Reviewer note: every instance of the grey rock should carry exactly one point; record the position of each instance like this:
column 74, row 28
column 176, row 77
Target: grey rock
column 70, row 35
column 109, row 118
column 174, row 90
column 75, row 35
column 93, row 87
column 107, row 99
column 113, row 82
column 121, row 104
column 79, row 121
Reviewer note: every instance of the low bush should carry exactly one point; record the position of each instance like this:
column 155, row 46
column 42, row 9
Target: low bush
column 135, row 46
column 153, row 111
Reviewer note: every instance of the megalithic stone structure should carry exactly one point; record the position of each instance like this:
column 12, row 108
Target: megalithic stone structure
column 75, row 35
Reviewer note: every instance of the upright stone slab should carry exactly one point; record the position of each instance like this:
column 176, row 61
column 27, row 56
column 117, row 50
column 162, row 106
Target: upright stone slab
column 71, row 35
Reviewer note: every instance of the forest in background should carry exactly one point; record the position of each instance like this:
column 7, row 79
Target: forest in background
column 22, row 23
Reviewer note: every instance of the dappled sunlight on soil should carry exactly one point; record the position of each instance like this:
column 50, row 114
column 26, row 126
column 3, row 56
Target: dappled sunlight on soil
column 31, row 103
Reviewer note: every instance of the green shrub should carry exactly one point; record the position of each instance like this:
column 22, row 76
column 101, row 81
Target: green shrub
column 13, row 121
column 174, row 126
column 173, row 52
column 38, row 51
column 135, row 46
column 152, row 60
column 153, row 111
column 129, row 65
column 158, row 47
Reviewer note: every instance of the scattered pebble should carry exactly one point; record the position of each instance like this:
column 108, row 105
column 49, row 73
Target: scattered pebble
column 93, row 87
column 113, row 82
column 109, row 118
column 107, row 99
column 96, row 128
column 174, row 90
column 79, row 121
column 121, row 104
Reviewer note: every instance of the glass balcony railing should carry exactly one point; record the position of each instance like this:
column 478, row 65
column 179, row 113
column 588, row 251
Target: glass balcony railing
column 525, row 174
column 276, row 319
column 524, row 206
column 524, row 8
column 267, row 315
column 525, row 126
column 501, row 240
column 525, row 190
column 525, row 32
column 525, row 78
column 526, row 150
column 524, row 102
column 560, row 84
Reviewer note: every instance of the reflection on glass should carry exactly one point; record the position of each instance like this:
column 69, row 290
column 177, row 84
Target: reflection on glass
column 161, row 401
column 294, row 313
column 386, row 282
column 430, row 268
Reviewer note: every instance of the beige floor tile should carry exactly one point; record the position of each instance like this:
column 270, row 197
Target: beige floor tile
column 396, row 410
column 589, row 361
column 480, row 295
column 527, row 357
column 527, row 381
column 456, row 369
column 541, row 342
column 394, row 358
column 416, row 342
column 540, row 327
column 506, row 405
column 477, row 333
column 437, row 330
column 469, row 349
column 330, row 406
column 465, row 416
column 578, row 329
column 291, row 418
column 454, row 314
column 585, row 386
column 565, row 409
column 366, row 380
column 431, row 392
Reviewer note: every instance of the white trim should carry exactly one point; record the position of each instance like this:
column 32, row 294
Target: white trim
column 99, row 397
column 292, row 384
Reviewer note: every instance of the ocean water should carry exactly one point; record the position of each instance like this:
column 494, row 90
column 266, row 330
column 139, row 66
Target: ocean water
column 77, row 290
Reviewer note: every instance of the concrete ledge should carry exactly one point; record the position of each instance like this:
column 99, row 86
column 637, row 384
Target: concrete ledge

Task to carry out - Can you retype all of the items above word for word, with nothing added, dropped, or changed?

Solution to this problem -
Reviewer note: every instance of the grey rock should carry exactly one point; record the position of each instance like this:
column 74, row 28
column 176, row 77
Target: grey rock
column 70, row 35
column 109, row 118
column 174, row 90
column 75, row 35
column 93, row 87
column 107, row 99
column 113, row 82
column 121, row 104
column 79, row 121
Reviewer note: every instance of the low bush should carry exactly one point; record the position of each instance like this:
column 155, row 46
column 42, row 9
Target: low bush
column 135, row 46
column 153, row 111
Reviewer note: every instance of the megalithic stone structure should carry exactly one point; record the position of each instance like this:
column 12, row 108
Target: megalithic stone structure
column 75, row 35
Reviewer note: every instance of the upright stone slab should carry exactly one point; record the position of each instance like this:
column 176, row 61
column 27, row 56
column 117, row 50
column 162, row 106
Target: upright stone slab
column 71, row 35
Reviewer note: every instance of the forest in background should carry exactly one point; record the position of each instance like this:
column 7, row 79
Target: forest in background
column 22, row 23
Reviewer note: every instance of the dappled sunlight on soil should carry exactly one point; record the position of each instance like this:
column 50, row 114
column 26, row 126
column 3, row 56
Target: dappled sunlight on soil
column 31, row 103
Reviewer note: every instance of the green shrub should carry exactly one point; record the position of each instance like this:
column 22, row 76
column 101, row 81
Target: green shrub
column 13, row 121
column 174, row 126
column 173, row 52
column 38, row 51
column 135, row 46
column 152, row 60
column 153, row 111
column 129, row 65
column 158, row 47
Reviewer note: every instance of the scattered pebble should carry exactly one point; record the position of each instance like this:
column 108, row 105
column 49, row 73
Target: scattered pebble
column 93, row 87
column 113, row 82
column 109, row 118
column 107, row 99
column 96, row 128
column 174, row 90
column 79, row 121
column 121, row 104
Reviewer note: every instance of the glass balcony railing should carry exactly one point; record the position of each instance like this:
column 478, row 65
column 179, row 113
column 588, row 251
Target: glass balcony railing
column 525, row 174
column 276, row 319
column 524, row 206
column 524, row 8
column 267, row 315
column 525, row 126
column 501, row 240
column 525, row 190
column 525, row 32
column 525, row 78
column 526, row 150
column 524, row 102
column 560, row 84
Reviewer note: every instance of the reflection on glass should carry exactly one point; record the position of each instance like this:
column 69, row 290
column 177, row 84
Target: reflection on glass
column 161, row 401
column 294, row 313
column 386, row 282
column 430, row 268
Reviewer note: every instance of the beige floor tile should carry exactly one point; record the position of each instance like this:
column 270, row 197
Target: beige floor tile
column 396, row 410
column 589, row 361
column 480, row 295
column 527, row 357
column 527, row 381
column 456, row 369
column 541, row 342
column 394, row 358
column 416, row 342
column 540, row 327
column 506, row 405
column 477, row 333
column 437, row 330
column 469, row 349
column 330, row 406
column 465, row 416
column 578, row 329
column 291, row 418
column 454, row 314
column 585, row 386
column 565, row 409
column 366, row 380
column 431, row 392
Reviewer note: every instance of the white trim should carry exactly one point; record the position of each instance like this:
column 32, row 294
Target: white trim
column 99, row 397
column 292, row 384
Reviewer note: every instance of the ocean water should carry exactly one point; record the position of each instance like this:
column 494, row 90
column 266, row 330
column 139, row 66
Target: ocean water
column 77, row 290
Reviewer note: every instance of the concrete ledge should carry exactly one point; record the position of each instance like this:
column 99, row 86
column 637, row 384
Target: concrete ledge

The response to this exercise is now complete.